§ Your objective: Scale down the rows from the first one through the line containing "(1114, 414)", both included, and give only those lines again with the requests unchanged. Multiply every point coordinate in the answers by 0.5 and round to whole numbers, rounding halves up. Leave the pictures out.

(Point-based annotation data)
+===+

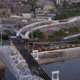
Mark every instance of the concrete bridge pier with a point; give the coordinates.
(29, 46)
(2, 70)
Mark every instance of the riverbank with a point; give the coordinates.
(70, 53)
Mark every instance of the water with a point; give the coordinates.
(69, 69)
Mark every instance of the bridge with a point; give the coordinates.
(71, 36)
(19, 60)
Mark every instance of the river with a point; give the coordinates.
(69, 69)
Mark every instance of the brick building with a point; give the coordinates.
(4, 12)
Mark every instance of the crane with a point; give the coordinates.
(45, 37)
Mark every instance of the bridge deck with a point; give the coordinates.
(29, 59)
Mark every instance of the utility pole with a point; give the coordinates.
(1, 37)
(32, 36)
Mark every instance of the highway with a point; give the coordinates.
(72, 36)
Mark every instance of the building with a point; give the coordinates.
(41, 11)
(57, 2)
(75, 1)
(27, 8)
(4, 13)
(27, 15)
(48, 5)
(17, 8)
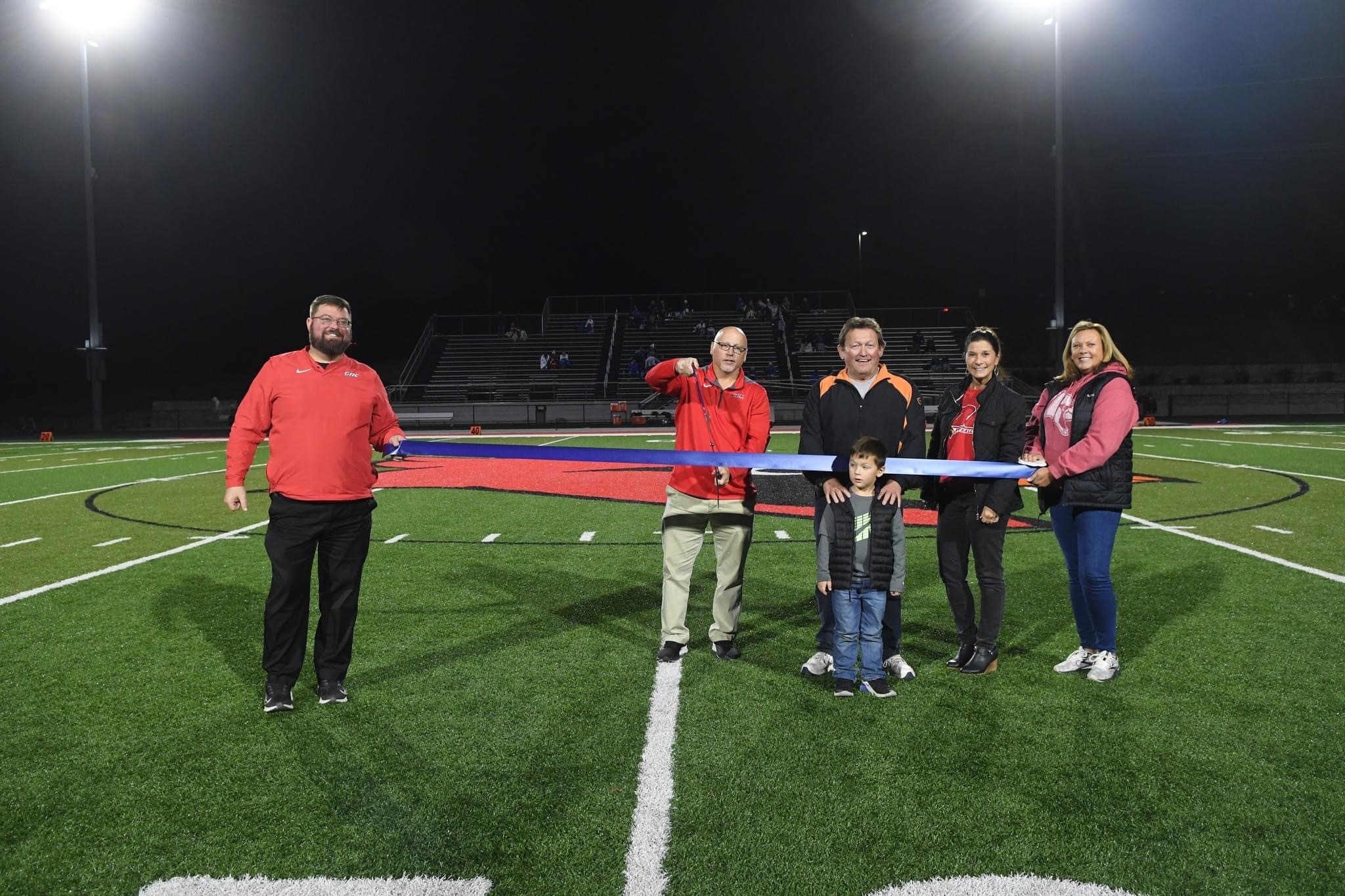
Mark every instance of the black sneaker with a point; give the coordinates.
(725, 649)
(879, 688)
(331, 691)
(278, 698)
(671, 652)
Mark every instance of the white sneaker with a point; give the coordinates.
(1105, 667)
(899, 668)
(1078, 660)
(818, 666)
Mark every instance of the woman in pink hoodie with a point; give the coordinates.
(1079, 431)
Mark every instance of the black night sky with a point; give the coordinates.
(479, 156)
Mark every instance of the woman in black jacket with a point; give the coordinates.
(981, 419)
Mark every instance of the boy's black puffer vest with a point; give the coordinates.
(880, 543)
(1105, 486)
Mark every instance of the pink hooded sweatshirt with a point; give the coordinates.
(1114, 414)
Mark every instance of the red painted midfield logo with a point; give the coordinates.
(634, 484)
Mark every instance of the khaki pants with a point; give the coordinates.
(684, 534)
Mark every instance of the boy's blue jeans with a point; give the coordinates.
(858, 634)
(1086, 538)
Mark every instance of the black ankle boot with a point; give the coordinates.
(984, 660)
(963, 656)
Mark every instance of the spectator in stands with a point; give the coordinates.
(978, 419)
(718, 410)
(862, 399)
(1080, 431)
(320, 423)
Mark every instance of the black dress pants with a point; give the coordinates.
(961, 530)
(338, 534)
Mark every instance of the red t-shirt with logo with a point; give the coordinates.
(958, 446)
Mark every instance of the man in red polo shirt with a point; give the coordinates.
(718, 410)
(323, 414)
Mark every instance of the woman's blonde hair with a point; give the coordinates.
(1109, 352)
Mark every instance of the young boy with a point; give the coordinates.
(861, 561)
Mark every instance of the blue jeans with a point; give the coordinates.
(858, 614)
(1086, 538)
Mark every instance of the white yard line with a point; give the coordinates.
(1241, 467)
(119, 567)
(124, 459)
(1179, 438)
(651, 824)
(116, 485)
(1333, 576)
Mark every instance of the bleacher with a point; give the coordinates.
(495, 368)
(676, 337)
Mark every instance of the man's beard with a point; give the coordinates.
(334, 349)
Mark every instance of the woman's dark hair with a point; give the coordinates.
(988, 335)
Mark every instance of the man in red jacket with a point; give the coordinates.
(322, 412)
(718, 410)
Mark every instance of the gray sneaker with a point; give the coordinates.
(1105, 667)
(1076, 661)
(278, 698)
(818, 666)
(899, 668)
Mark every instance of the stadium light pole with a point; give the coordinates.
(85, 18)
(1059, 152)
(862, 234)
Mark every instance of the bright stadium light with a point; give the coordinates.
(88, 19)
(92, 16)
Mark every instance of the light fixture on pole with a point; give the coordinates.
(87, 18)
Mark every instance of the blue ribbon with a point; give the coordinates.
(653, 457)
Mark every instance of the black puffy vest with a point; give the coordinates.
(880, 543)
(1106, 486)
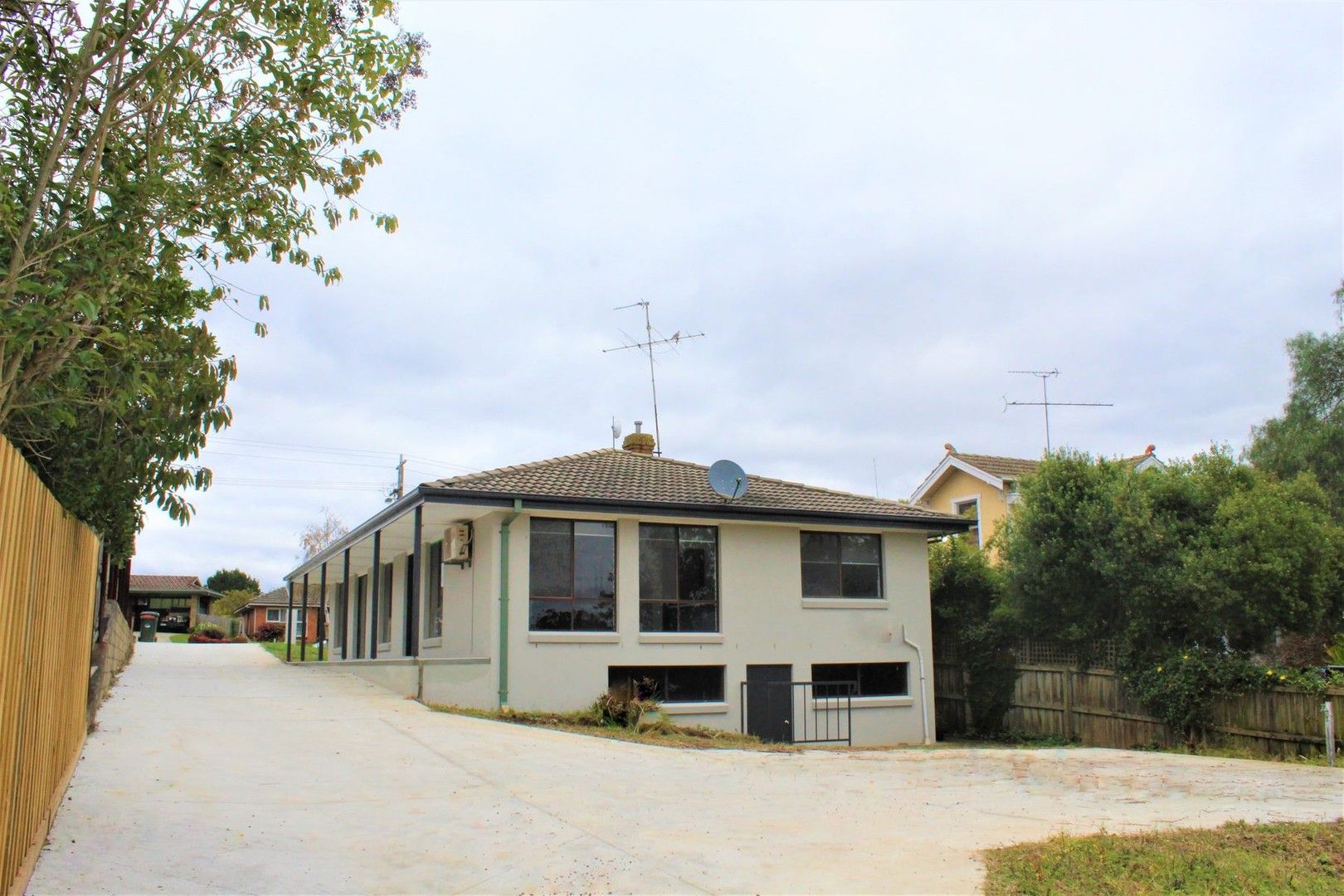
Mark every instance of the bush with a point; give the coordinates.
(269, 631)
(624, 707)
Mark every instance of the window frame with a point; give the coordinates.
(572, 599)
(859, 677)
(840, 563)
(665, 681)
(676, 585)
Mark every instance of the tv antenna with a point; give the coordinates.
(1045, 399)
(647, 347)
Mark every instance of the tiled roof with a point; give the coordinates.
(626, 477)
(1004, 468)
(168, 583)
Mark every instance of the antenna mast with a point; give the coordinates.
(1045, 403)
(647, 347)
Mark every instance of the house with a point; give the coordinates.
(273, 607)
(178, 599)
(984, 486)
(542, 585)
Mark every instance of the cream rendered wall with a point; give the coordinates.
(762, 621)
(957, 485)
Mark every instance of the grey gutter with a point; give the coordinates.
(937, 523)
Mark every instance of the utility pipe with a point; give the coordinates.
(923, 689)
(504, 529)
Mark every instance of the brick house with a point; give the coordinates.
(273, 607)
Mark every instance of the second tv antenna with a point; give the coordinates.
(1045, 399)
(647, 347)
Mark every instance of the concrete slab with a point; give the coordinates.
(218, 768)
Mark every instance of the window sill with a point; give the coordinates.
(862, 703)
(680, 637)
(574, 637)
(693, 709)
(845, 603)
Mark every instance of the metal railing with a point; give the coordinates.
(799, 712)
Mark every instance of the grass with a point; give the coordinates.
(659, 731)
(277, 649)
(1298, 857)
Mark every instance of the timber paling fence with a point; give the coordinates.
(49, 582)
(1055, 696)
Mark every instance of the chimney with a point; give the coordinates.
(639, 441)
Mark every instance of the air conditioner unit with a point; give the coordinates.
(457, 543)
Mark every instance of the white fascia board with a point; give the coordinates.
(947, 464)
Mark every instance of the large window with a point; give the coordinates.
(435, 590)
(668, 684)
(572, 575)
(838, 564)
(679, 578)
(385, 605)
(873, 679)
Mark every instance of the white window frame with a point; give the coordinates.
(958, 507)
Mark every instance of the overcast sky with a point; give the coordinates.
(873, 212)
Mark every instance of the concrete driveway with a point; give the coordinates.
(217, 768)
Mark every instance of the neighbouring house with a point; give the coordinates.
(273, 607)
(178, 599)
(541, 586)
(983, 488)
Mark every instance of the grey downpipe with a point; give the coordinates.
(504, 531)
(923, 689)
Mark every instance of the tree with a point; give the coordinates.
(965, 596)
(1309, 436)
(320, 533)
(225, 581)
(144, 147)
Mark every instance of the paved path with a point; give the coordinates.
(217, 768)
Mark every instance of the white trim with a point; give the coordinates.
(693, 709)
(845, 603)
(980, 529)
(953, 462)
(574, 637)
(862, 703)
(680, 637)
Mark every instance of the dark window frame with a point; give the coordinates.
(572, 598)
(676, 585)
(864, 674)
(661, 676)
(840, 563)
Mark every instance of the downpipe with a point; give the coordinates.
(923, 689)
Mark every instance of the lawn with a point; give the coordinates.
(277, 649)
(1298, 857)
(659, 731)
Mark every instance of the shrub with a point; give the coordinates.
(269, 631)
(624, 707)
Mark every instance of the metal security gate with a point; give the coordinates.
(799, 712)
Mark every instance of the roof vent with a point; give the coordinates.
(639, 441)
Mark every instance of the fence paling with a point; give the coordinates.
(49, 566)
(1092, 705)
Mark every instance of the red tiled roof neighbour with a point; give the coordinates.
(168, 583)
(621, 476)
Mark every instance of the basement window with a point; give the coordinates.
(873, 679)
(668, 684)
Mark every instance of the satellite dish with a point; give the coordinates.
(728, 479)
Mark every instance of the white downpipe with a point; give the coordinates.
(923, 689)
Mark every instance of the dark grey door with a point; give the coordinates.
(771, 703)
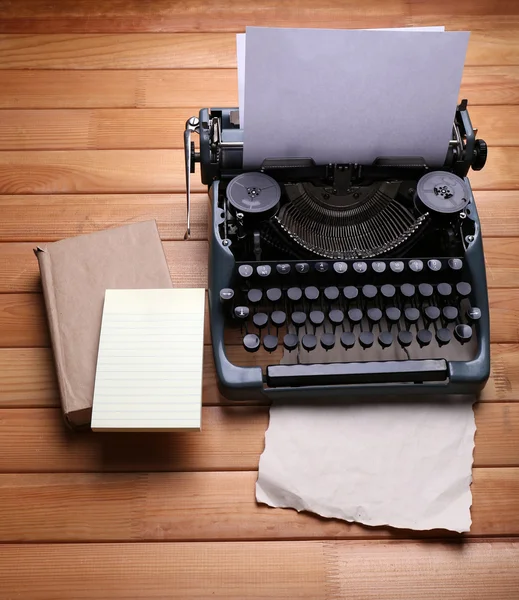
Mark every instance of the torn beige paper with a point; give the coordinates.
(407, 465)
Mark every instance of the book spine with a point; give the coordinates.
(45, 264)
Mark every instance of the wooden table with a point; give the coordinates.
(93, 103)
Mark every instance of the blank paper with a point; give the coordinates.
(149, 367)
(344, 96)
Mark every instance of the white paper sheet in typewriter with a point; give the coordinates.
(344, 96)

+===+

§ The completed task:
Mark every instance of the concrete bridge pier with a point; give the coordinates.
(15, 23)
(1, 35)
Mark every instance of the riverbank with a point; give the coordinates.
(35, 27)
Mark every instance of the water with a point; give the coordinates.
(35, 35)
Mark every instance of the bridge with a point; give the coordinates.
(36, 18)
(10, 30)
Mark every instance of the river with a point; give the coordinates.
(35, 35)
Mark every instance of the brick building with a point; give the coordinates.
(2, 6)
Mark every instance of the crane with a point; give the coordinates.
(23, 19)
Mark every instance of the bridge deck with a point; give the coordinates.
(15, 30)
Mark every instance of the utility pole with a point; give the coordinates.
(1, 19)
(16, 18)
Mark every instance of the highway with a point; give the coordinates.
(36, 18)
Mark every instance of the building with a point; give the coordinates.
(21, 6)
(29, 1)
(38, 1)
(14, 4)
(2, 7)
(14, 8)
(24, 3)
(9, 4)
Mark every instance of the black sneaker with a point; give the coordinates.
(363, 325)
(440, 344)
(166, 346)
(139, 349)
(336, 326)
Mark every instance of the white sneaker with a point; give the coordinates.
(553, 334)
(450, 334)
(539, 330)
(409, 333)
Mark every instance of the woman in pink hoodie with a point; give the coordinates.
(540, 216)
Mark every instance of the black night sky with a point; give the coordinates.
(240, 78)
Mark every instance of the woman in black jacket with a point; give the coordinates.
(491, 210)
Mark every instance of the boy's black puffer vest with a point; give the coordinates.
(440, 272)
(553, 243)
Mark every instance of the pink hooded sweatshirt with a point; give the coordinates.
(557, 207)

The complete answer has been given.